* **Your goal**: Among the entries below, one stretch runs from the line that contains "If you could indicate the man's" through the line that contains "point(232, 57)". Repeat that stretch exactly, ends included, and only that.
--- Data section Enclosed Below ---
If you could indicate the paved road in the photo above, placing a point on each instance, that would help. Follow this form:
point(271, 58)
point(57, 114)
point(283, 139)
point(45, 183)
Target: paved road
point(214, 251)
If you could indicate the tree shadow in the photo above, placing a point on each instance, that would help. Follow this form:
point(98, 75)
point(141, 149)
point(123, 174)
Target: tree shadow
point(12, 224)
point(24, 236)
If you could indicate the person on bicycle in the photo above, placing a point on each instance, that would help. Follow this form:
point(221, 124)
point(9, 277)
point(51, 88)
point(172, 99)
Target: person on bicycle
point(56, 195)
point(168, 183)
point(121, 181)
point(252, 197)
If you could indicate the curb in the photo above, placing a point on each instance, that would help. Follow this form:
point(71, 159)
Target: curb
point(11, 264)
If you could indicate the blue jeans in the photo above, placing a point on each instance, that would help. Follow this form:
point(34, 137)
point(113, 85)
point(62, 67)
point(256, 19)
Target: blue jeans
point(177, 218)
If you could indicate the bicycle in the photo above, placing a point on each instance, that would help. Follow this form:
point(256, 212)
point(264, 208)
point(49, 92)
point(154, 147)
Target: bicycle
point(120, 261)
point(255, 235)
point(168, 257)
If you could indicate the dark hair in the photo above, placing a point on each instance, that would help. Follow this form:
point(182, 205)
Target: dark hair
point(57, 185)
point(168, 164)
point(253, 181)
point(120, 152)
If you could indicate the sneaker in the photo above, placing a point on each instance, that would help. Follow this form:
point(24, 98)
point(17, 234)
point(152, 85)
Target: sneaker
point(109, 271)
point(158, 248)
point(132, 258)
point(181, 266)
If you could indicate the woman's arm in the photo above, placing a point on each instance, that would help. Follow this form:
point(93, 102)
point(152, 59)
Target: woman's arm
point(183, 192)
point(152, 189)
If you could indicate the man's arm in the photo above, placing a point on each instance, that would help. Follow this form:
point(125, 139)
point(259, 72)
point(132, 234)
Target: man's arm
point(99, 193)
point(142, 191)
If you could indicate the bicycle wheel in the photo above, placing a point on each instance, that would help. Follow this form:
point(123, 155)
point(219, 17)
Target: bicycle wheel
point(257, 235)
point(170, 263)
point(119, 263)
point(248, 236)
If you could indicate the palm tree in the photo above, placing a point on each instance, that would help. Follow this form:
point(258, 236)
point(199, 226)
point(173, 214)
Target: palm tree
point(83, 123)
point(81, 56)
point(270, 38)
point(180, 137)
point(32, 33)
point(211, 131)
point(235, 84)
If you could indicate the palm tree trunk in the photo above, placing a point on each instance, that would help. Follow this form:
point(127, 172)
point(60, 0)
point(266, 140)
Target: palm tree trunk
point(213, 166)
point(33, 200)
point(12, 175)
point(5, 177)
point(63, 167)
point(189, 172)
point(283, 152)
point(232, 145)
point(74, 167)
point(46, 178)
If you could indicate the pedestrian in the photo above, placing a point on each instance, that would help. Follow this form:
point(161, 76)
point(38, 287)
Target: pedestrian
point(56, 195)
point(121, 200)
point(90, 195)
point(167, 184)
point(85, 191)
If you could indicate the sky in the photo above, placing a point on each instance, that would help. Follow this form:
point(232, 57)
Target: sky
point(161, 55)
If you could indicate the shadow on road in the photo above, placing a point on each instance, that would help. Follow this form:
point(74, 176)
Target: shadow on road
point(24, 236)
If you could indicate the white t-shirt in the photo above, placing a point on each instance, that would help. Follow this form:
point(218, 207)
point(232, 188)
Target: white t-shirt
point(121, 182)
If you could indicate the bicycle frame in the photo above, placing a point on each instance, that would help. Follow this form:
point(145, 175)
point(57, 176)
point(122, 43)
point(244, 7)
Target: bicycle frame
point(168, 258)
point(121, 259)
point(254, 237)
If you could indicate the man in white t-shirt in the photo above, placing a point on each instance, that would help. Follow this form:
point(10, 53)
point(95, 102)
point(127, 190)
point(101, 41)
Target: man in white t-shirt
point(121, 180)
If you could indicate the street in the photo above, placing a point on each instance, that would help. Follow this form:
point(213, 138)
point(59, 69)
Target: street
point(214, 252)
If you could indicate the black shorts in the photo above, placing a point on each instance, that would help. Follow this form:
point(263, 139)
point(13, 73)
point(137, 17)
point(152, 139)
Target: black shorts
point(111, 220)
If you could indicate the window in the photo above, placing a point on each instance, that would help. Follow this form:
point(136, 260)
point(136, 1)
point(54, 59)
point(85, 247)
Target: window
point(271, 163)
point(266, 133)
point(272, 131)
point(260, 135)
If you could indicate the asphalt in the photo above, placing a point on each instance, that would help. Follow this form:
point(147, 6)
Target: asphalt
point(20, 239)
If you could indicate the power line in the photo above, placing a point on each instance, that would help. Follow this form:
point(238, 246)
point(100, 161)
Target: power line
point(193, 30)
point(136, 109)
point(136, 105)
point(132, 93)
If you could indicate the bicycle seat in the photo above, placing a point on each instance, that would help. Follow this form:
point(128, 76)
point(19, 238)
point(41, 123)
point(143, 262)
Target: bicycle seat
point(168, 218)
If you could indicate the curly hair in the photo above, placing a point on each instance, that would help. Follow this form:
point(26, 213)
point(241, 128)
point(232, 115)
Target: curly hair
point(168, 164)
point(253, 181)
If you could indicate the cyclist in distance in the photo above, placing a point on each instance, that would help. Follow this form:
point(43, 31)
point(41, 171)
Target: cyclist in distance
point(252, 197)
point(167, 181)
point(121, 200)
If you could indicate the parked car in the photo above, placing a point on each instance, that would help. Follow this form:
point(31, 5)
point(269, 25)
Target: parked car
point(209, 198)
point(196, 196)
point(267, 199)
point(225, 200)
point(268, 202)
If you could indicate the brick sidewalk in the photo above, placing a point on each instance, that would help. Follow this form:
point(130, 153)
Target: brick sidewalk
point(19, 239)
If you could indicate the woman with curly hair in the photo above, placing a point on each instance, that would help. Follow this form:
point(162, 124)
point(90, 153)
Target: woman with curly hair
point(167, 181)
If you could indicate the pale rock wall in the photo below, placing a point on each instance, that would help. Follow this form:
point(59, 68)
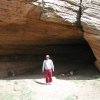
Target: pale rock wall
point(91, 24)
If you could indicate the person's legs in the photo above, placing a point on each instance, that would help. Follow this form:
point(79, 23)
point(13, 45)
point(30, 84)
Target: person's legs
point(47, 76)
point(50, 75)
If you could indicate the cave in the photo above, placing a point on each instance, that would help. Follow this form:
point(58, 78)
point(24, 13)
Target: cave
point(30, 29)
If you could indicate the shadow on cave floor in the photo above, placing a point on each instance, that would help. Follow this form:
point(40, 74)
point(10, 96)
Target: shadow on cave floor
point(74, 63)
point(67, 71)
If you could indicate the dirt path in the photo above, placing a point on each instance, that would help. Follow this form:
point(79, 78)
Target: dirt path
point(32, 87)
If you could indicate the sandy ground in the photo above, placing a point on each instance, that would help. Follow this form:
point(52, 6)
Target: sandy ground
point(64, 87)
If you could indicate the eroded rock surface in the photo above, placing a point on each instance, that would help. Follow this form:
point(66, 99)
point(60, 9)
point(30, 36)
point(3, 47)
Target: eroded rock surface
point(91, 25)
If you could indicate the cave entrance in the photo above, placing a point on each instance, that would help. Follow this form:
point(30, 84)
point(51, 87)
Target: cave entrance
point(75, 58)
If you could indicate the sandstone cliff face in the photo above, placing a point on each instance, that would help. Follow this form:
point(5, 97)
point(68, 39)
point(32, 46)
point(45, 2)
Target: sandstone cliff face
point(37, 22)
point(29, 26)
point(91, 25)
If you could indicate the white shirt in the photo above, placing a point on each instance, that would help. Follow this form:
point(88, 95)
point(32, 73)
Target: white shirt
point(47, 64)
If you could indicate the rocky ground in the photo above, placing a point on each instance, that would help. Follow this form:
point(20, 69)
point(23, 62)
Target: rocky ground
point(80, 84)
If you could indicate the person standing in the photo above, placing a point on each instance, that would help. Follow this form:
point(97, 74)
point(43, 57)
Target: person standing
point(48, 67)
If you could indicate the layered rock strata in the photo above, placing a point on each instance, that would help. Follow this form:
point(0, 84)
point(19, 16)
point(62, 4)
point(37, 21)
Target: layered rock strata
point(26, 25)
point(91, 25)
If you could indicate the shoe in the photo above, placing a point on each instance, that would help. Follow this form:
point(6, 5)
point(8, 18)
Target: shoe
point(50, 83)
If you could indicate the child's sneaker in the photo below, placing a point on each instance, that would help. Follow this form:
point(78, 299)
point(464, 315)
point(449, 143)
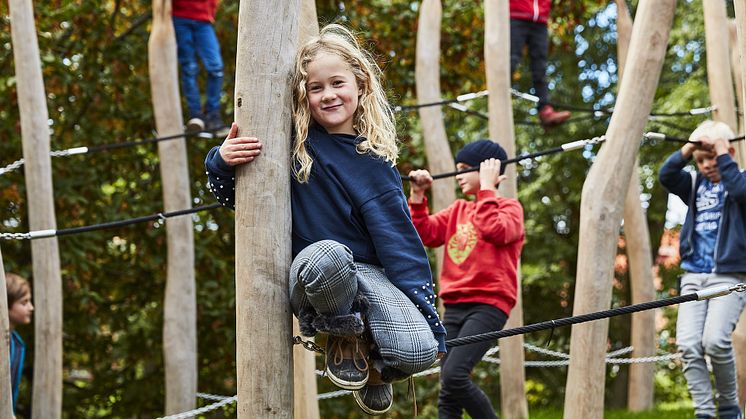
--- End of Enclosed Data section ---
* **Result of this task**:
If you could indicate the man's arm in the photo above, placing a point on each instance, that would help. Follow this form:
point(125, 139)
point(259, 72)
point(132, 234)
Target: man's arm
point(99, 193)
point(142, 191)
If you could indicate the bicycle wheel in the photo above, placing a point on each instance, that would help. Follow this form:
point(123, 155)
point(219, 17)
Target: bicycle wheel
point(257, 235)
point(170, 263)
point(119, 263)
point(248, 236)
If you could indicate the palm tree in the photo above, placing a point on each instance, that would help. Follow this form:
point(258, 236)
point(199, 226)
point(173, 214)
Target: palm tree
point(83, 123)
point(81, 56)
point(270, 38)
point(180, 137)
point(32, 33)
point(211, 131)
point(235, 84)
If you could indicate the palm tree trunk in the photo above, placing a point on each instance, that would help. Follow this form:
point(127, 172)
point(60, 0)
point(266, 140)
Target: palm tree trunk
point(213, 166)
point(33, 200)
point(12, 175)
point(5, 177)
point(63, 167)
point(189, 172)
point(283, 152)
point(232, 145)
point(74, 167)
point(46, 178)
If you could indicate the pedestrian in the photo above, placing a point on each instance, that would help. Follow this form:
point(161, 76)
point(38, 287)
Target: pedestrian
point(56, 195)
point(121, 200)
point(90, 195)
point(167, 184)
point(85, 191)
If you could indicate the sky in the photo above, placing a point on each instance, that would help. Follow this form:
point(232, 57)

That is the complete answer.